O AntiCristo - Cap. 33: Capítulo 33 Pág. 50 / 117

XXXII

Repito que me oponho a todos os esforços para introduzir o fanatismo na figura do Salvador: a própria palavra imperieux (imperioso), usada por Renan, sozinha é suficiente para anular o tipo. A “boa-nova” nos diz simplesmente que não existem mais contradições; o reino de Deus pertence às crianças; a fé anunciada aqui não é mais conquistada por lutas — está ao alcance das mãos, existiu desde o princípio, é um tipo de infantilidade que se refugiou no espiritual. Tal puberdade retardada e incompleta dos organismos é familiar aos fisiologistas como sintoma da degeneração. A fé desse tipo não é furiosa, não denuncia, não se defende: não empunha “espada” — não entende como poderia um dia colocar homem contra homem. Não se manifesta através de milagres, recompensas, promessas ou “escrituras”: é, do princípio ao fim, seu próprio milagre, sua própria recompensa, sua própria promessa, seu próprio “reino de Deus”. Essa fé não se formula — simplesmente vive, e assim guarda-se contra fórmulas. Com certeza, a casualidade do ambiente, da formação educacional dá proeminência aos conceitos de certa espécie: no cristianismo primitivo encontramos apenas noções de caráter judaico-semítico (— a de comer e beber em comunhão pertence a esta categoria — uma ideia que, como tudo que é judaico, foi severamente fustigada pela Igreja). Cuidemo-nos para não ver nisso tudo mais que uma linguagem simbólica, uma semântica, uma oportunidade para falar em parábolas. A teoria de que nenhuma palavra deve ser tomada ao pé da letra era um pressuposto para que este antirrealista pudesse discursar.

Suas tarefas
**a)** No trecho de O AntiCristo, qual palavra usada por Renan basta, sozinha, para anular o tipo do Salvador?
**b)** Liste todas as coisas por meio das quais, segundo o trecho de O AntiCristo, a fé desse tipo não se manifesta.

(Dados armazenados)
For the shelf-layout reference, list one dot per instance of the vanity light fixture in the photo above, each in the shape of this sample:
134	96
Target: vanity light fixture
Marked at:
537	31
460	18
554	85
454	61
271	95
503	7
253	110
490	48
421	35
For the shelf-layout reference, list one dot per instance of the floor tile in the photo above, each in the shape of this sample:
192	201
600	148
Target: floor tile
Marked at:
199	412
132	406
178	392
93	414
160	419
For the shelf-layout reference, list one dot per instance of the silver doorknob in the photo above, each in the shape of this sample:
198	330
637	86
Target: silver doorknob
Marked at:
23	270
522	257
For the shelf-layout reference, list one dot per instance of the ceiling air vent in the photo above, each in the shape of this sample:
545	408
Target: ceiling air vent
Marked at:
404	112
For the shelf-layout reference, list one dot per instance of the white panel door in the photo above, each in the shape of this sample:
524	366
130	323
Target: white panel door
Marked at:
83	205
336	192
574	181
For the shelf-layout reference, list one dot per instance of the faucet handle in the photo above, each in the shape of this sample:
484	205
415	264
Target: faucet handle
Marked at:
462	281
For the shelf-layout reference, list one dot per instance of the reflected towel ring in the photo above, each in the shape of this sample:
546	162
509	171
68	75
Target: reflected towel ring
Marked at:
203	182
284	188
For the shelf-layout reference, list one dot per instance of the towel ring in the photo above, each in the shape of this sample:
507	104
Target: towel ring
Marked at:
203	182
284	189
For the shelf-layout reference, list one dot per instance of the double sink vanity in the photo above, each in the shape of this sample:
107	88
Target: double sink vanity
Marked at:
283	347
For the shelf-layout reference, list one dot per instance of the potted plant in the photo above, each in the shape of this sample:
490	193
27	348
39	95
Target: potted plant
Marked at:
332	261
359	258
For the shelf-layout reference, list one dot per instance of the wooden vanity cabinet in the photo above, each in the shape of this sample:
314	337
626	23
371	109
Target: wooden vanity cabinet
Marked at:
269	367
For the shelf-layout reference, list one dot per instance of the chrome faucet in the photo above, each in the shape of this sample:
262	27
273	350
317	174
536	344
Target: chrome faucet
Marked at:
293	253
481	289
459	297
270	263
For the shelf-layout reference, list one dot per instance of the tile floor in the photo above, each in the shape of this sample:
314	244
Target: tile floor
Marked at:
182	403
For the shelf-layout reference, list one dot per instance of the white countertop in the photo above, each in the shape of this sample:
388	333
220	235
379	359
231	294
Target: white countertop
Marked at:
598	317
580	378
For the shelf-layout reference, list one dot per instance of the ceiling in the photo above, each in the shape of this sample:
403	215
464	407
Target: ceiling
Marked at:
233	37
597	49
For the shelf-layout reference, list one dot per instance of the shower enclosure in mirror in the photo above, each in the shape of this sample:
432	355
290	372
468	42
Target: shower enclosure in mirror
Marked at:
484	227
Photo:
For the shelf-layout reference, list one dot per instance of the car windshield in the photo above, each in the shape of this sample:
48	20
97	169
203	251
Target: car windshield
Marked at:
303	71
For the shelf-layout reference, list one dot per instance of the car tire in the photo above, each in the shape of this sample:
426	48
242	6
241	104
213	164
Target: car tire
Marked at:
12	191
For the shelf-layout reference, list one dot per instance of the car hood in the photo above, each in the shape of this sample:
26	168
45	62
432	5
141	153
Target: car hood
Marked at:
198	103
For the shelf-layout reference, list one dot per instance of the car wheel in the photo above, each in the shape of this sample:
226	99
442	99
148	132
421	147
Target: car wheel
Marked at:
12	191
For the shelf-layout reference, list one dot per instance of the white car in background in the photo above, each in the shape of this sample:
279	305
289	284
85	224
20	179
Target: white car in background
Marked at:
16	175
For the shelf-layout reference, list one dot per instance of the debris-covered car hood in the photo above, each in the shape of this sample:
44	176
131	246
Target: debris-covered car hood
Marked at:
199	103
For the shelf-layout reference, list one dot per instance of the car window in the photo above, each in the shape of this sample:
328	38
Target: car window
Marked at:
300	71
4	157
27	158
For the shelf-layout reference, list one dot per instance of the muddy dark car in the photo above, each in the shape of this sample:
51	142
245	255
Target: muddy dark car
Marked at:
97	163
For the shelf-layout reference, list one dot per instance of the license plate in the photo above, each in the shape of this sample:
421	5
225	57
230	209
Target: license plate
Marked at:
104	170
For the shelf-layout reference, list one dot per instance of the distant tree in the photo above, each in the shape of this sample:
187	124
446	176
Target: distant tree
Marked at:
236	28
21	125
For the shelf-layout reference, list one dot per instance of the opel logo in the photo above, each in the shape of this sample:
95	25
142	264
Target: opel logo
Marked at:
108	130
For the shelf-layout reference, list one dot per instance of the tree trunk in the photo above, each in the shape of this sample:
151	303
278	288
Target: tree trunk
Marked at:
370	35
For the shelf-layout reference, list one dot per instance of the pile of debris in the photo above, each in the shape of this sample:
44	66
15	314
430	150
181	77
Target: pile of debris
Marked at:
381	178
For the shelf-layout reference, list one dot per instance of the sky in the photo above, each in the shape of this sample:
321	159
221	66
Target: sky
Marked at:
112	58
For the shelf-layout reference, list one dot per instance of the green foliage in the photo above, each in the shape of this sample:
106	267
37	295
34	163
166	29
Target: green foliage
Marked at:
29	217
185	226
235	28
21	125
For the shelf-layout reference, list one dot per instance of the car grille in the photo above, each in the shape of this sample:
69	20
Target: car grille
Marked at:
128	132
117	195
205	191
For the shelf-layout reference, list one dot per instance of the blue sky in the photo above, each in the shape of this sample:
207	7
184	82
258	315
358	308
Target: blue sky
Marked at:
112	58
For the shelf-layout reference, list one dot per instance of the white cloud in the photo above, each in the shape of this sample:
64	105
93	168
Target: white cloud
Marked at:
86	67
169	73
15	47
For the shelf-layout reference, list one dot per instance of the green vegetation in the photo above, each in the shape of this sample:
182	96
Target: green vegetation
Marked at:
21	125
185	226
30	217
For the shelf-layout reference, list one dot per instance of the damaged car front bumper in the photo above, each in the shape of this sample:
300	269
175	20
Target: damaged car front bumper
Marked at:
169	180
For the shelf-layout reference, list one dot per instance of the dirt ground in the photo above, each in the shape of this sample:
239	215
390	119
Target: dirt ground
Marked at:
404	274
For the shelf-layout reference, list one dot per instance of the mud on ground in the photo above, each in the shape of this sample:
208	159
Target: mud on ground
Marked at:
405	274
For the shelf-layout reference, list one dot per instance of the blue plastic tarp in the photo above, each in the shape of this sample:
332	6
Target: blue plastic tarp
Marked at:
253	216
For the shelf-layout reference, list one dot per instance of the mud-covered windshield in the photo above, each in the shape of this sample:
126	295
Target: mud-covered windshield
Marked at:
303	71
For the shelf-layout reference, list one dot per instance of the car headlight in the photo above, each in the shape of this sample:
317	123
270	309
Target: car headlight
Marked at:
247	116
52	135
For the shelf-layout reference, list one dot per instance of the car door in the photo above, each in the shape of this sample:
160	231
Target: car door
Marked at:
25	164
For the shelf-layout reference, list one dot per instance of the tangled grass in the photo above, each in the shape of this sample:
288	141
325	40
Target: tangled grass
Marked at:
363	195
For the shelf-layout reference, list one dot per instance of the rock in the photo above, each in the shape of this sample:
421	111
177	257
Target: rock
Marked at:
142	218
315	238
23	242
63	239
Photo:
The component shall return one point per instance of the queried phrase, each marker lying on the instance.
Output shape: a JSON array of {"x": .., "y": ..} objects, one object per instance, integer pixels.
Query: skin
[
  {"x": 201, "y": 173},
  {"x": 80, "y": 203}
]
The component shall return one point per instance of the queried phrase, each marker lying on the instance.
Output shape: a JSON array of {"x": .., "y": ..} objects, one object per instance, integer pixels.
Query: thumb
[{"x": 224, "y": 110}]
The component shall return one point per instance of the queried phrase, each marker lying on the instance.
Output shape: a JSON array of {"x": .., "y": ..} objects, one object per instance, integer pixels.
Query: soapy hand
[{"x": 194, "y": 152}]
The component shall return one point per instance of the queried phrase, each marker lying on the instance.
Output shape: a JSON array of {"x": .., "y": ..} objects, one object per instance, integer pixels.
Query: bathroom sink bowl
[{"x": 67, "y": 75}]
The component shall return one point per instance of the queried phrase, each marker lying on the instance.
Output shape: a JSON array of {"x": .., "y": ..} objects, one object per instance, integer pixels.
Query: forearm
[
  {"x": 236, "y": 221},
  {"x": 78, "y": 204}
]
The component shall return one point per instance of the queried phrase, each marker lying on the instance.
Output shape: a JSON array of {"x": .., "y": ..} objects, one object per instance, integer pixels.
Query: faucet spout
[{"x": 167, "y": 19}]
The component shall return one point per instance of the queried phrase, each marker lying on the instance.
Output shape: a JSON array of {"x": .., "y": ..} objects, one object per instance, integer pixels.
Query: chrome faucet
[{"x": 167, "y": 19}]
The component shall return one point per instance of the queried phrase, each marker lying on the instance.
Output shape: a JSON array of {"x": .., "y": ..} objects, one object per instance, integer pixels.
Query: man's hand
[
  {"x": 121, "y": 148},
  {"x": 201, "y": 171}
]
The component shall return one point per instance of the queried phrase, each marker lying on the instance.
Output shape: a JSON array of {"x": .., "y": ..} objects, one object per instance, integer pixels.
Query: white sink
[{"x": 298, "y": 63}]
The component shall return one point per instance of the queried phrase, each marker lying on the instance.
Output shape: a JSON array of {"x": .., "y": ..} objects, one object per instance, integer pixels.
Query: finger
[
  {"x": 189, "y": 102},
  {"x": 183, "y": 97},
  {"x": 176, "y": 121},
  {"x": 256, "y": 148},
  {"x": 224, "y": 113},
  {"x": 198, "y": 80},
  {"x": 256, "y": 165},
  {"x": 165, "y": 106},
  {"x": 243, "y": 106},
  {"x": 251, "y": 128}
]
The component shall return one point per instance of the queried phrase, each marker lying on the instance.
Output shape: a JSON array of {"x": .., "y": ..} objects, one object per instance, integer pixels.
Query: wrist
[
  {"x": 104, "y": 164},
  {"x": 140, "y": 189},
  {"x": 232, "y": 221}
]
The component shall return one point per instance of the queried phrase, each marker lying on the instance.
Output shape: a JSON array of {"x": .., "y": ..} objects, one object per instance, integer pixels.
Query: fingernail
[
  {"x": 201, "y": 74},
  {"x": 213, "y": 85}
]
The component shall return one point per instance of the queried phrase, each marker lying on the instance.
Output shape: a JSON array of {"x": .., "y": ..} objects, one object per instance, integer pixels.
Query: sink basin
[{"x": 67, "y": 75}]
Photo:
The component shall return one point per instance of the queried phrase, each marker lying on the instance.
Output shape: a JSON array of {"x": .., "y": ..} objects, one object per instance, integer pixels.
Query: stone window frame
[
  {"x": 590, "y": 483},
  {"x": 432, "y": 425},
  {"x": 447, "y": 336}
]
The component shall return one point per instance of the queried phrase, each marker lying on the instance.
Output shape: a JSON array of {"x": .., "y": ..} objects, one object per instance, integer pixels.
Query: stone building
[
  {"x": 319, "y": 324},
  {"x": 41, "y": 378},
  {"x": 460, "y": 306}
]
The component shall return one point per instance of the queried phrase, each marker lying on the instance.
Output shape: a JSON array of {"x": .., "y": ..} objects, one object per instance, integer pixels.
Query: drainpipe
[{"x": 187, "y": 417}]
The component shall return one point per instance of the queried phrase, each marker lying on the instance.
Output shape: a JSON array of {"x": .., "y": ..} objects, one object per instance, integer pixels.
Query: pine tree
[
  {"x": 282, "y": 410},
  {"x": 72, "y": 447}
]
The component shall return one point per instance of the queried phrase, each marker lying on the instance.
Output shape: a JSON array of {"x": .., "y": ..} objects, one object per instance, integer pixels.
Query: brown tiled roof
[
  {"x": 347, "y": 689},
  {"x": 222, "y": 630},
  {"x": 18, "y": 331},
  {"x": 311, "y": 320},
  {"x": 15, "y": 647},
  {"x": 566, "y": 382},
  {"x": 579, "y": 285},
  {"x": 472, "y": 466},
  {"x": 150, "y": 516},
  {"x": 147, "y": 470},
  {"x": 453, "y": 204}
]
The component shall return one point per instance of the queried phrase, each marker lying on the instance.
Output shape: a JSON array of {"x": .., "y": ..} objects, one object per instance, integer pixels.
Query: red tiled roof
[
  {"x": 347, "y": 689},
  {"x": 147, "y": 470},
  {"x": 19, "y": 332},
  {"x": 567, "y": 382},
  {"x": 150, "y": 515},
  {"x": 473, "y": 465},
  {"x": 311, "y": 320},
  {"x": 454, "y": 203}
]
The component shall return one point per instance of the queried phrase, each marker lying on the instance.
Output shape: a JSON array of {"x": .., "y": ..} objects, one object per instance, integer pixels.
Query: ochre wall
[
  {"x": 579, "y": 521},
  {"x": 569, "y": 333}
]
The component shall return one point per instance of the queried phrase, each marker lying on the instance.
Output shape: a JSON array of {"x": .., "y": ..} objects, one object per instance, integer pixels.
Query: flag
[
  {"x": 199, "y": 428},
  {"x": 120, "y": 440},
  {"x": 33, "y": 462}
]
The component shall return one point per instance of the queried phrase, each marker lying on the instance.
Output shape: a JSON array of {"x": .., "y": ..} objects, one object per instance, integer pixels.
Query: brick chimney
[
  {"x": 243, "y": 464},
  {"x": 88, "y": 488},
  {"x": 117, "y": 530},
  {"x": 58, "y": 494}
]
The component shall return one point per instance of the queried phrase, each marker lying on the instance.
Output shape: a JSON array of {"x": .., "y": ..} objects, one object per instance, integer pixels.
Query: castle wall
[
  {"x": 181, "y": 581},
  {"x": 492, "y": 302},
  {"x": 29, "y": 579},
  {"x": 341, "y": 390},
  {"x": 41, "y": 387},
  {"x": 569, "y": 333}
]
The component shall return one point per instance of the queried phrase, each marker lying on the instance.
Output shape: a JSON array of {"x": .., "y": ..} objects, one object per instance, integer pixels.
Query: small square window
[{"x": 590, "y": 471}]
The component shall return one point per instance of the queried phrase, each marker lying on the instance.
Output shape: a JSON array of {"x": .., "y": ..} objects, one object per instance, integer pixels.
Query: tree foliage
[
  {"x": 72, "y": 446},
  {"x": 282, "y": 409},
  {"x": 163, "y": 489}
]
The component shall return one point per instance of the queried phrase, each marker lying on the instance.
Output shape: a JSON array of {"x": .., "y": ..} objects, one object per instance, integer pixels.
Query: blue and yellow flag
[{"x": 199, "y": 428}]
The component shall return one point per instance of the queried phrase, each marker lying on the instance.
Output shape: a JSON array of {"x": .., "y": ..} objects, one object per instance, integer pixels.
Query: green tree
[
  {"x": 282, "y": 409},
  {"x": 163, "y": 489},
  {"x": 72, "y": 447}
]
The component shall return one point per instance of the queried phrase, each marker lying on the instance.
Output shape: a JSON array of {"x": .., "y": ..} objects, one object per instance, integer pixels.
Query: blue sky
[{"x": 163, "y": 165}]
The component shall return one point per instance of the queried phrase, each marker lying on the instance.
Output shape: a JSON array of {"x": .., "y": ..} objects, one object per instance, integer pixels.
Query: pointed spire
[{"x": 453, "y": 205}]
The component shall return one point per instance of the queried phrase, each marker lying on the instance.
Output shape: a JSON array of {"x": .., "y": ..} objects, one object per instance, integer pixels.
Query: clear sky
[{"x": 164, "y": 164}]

Respostas às tarefas
**a)** A palavra imperieux (imperioso).

**b)** Milagres, recompensas, promessas e "escrituras".